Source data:
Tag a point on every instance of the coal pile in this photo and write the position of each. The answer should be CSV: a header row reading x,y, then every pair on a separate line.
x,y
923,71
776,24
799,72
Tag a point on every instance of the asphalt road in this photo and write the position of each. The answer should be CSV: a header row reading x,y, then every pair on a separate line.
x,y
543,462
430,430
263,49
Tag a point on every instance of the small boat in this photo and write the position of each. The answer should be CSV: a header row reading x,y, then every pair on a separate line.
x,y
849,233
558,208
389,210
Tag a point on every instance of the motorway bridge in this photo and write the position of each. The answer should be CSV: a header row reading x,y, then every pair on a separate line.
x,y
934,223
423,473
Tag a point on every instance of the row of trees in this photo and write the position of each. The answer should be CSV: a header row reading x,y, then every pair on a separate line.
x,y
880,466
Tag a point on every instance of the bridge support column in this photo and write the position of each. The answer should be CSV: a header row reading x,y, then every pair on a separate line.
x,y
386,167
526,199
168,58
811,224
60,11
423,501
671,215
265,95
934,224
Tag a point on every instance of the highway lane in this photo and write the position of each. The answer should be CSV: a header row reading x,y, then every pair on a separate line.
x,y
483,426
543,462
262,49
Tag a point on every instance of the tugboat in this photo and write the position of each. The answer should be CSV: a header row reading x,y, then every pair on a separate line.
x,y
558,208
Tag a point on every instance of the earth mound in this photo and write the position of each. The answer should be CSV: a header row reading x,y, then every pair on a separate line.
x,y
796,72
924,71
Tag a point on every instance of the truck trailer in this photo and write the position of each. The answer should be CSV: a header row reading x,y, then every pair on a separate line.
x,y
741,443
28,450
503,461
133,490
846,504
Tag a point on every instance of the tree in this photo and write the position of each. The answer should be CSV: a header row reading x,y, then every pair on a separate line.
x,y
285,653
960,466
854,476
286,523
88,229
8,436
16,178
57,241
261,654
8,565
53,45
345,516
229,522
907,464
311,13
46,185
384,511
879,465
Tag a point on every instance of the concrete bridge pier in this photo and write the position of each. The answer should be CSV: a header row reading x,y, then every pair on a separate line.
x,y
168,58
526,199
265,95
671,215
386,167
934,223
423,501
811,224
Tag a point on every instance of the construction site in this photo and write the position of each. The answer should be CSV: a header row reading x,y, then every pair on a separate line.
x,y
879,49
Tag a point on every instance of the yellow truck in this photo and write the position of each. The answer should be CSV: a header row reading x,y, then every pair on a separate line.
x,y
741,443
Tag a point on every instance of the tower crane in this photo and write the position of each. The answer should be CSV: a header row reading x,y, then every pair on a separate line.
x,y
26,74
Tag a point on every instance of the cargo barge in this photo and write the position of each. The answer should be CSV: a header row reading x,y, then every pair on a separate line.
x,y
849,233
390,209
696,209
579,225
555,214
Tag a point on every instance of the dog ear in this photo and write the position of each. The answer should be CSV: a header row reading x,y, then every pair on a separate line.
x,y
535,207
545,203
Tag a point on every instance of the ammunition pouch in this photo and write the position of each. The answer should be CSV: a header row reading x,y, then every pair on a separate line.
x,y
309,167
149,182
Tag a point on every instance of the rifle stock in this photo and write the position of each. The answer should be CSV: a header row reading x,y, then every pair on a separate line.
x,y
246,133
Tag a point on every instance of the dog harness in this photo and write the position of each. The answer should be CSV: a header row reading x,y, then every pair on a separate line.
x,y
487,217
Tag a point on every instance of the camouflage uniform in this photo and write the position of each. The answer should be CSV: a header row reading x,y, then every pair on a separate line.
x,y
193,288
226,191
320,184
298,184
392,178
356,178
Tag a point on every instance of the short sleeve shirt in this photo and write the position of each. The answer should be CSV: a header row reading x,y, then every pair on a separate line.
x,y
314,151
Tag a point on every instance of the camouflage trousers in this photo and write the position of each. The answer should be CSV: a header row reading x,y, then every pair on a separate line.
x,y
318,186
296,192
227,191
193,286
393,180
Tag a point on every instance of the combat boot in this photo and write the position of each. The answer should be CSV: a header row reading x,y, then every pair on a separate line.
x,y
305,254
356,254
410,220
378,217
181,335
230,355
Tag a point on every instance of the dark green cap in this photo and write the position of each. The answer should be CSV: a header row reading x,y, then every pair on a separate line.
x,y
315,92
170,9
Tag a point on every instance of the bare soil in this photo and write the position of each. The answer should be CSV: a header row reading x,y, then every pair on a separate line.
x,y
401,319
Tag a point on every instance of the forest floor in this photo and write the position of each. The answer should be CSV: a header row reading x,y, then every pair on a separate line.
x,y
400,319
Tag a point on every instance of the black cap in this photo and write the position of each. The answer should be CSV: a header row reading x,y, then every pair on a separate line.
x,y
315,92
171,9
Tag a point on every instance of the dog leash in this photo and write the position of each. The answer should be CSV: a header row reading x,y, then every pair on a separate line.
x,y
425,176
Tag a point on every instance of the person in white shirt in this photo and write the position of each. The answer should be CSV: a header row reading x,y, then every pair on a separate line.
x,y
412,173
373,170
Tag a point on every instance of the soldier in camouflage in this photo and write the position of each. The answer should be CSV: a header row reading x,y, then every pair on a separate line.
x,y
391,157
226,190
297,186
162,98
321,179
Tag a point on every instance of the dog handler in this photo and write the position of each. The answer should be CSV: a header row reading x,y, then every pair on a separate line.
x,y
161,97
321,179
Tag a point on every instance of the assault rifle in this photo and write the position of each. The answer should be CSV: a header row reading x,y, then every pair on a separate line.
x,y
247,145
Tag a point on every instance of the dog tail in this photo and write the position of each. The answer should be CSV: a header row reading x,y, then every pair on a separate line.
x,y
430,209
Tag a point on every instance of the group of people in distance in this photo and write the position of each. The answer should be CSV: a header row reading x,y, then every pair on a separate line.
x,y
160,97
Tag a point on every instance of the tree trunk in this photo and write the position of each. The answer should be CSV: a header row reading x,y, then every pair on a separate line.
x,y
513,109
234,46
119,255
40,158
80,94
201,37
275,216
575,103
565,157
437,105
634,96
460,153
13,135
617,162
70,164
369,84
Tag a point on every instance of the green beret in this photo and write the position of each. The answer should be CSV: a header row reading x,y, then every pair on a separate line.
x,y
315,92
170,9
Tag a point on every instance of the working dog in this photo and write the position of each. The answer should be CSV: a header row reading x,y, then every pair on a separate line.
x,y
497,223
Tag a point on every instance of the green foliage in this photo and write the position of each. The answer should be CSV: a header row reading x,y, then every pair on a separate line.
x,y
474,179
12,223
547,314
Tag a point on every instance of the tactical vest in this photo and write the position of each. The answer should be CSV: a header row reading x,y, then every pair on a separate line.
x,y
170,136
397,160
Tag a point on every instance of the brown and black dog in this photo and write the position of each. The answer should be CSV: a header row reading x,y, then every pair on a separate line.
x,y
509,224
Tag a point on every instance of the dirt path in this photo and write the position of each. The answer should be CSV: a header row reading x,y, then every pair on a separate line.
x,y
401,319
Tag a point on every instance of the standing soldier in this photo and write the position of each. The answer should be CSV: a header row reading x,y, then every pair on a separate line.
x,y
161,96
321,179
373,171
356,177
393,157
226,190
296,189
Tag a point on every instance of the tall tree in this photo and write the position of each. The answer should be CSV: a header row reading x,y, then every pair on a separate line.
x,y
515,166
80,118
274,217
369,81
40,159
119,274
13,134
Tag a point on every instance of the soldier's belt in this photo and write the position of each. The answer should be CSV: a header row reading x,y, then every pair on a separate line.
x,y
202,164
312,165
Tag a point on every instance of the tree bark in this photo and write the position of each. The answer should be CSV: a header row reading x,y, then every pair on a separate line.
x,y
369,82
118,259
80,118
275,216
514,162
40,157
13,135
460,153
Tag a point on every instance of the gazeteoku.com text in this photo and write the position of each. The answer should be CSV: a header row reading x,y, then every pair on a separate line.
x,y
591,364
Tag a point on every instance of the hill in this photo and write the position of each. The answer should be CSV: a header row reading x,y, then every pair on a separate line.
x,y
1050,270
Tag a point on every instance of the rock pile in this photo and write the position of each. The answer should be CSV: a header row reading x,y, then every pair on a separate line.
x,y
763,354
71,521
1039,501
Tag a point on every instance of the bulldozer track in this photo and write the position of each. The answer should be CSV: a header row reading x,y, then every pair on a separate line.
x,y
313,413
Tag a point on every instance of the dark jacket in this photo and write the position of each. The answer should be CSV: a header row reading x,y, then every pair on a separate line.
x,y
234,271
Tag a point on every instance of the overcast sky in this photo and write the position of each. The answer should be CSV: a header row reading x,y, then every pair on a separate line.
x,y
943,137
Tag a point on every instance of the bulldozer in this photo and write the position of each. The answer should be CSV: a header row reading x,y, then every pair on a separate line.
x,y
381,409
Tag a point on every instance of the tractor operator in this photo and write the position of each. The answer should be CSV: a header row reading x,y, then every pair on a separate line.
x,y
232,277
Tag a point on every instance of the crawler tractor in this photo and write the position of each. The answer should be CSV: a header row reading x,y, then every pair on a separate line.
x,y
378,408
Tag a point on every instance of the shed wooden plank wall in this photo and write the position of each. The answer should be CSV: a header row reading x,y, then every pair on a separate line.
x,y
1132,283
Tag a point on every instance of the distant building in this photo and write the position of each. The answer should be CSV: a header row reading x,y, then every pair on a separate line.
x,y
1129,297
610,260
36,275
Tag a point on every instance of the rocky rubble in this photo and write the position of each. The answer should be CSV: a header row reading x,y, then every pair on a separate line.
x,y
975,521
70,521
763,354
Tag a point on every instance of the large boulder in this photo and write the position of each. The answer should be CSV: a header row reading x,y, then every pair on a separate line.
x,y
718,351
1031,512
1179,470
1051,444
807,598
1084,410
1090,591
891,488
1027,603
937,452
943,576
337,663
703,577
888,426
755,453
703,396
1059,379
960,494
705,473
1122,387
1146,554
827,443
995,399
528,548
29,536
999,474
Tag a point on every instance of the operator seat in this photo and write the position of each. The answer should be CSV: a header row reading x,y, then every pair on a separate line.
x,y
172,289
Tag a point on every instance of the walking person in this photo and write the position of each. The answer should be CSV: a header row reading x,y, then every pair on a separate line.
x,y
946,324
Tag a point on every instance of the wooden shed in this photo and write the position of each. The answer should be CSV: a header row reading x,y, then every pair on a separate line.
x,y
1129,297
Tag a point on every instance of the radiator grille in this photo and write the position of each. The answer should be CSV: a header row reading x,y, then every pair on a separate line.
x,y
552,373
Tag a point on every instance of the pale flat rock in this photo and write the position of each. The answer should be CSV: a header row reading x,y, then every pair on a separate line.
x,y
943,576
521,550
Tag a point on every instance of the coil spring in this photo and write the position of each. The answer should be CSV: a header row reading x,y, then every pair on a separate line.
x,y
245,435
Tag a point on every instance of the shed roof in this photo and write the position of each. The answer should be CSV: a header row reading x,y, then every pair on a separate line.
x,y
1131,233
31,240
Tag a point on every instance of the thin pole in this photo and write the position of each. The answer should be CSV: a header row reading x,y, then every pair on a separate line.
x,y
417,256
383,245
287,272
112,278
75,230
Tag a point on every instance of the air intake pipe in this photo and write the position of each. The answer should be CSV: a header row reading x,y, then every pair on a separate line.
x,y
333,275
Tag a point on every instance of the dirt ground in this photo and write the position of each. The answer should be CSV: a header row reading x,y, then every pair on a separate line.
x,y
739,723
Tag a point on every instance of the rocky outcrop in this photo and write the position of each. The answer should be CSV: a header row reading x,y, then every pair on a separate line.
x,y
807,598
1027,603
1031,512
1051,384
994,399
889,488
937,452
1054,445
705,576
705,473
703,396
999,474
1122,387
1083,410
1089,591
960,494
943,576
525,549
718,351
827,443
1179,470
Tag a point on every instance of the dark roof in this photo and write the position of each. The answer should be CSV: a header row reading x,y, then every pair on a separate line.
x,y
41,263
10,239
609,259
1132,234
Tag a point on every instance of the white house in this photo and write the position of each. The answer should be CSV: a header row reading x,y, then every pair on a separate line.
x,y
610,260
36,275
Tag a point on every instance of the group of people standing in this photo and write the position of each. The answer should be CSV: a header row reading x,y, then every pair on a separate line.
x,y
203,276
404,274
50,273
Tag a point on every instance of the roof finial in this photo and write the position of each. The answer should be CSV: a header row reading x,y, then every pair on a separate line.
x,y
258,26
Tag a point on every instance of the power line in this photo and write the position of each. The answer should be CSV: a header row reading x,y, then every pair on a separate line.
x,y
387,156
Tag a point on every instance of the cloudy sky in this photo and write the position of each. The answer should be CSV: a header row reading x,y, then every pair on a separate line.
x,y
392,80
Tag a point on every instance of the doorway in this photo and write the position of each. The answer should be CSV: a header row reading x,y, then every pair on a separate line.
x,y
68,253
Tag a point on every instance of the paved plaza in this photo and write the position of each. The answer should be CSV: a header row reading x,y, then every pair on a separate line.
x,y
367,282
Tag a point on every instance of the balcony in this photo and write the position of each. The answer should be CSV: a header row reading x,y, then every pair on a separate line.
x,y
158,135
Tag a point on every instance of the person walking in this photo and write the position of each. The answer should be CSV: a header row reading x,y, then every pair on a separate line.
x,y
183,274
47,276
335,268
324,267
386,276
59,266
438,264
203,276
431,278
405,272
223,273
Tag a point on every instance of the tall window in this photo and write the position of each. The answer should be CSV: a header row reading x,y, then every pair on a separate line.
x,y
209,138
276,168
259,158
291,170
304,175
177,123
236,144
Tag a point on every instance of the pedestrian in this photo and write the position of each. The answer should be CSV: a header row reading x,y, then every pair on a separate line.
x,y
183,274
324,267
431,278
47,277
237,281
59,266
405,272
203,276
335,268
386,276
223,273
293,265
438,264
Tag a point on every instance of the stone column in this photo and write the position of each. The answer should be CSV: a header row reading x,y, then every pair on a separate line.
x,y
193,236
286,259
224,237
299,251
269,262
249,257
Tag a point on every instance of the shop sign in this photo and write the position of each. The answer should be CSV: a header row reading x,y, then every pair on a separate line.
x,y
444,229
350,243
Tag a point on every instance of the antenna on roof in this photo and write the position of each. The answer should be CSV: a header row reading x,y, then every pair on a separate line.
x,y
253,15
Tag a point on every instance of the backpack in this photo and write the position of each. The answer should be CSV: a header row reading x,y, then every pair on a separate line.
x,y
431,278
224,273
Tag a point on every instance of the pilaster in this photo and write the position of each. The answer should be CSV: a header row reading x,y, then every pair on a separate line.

### WORK REQUEST
The result should consist solely of the lines from the one that contains "Tag a point on every instance of the tall window" to the last line of the records above, reproduced exactly.

### EXPECTED OUTPUT
Tag a point on every instance of the tall window in this photo and write the position of each. The answer should be CSV: a header row reading x,y, then every pair on a separate line.
x,y
209,138
276,168
259,158
291,170
304,175
177,123
236,144
Tag a point on every instance of the pedestrian in this photo and write the position of each. The answer should be CSV: a header row reading x,y, then every pair on a separate line.
x,y
183,274
324,267
431,278
47,277
237,281
59,266
405,272
203,276
335,268
386,276
223,273
293,265
438,264
Tag a point on every instance of the stone column in this photo and write the position of each. The answer should be CSV: a header row reading x,y, then every pair on a separate line.
x,y
193,236
286,259
224,237
299,251
269,262
249,257
Tag a point on every instance of the shop sign in this photo and write the position of each. The answer should be CSV: a header row reading x,y, then every pair on a separate line.
x,y
444,229
350,243
Tag a point on every instance of the antenna on roof in this photo and write the position of each. The answer should be CSV: a header row reading x,y, then every pair on a separate line.
x,y
253,15
Tag a point on every instance of the backpack in this photo and write the position of each. The answer should be CSV: a header row reading x,y, then every pair on a separate line.
x,y
431,278
224,273
Tag a point on every instance of the pilaster in this photo and write the position of each. The answer should be CSV: a header row reading x,y, then every pair on a separate line.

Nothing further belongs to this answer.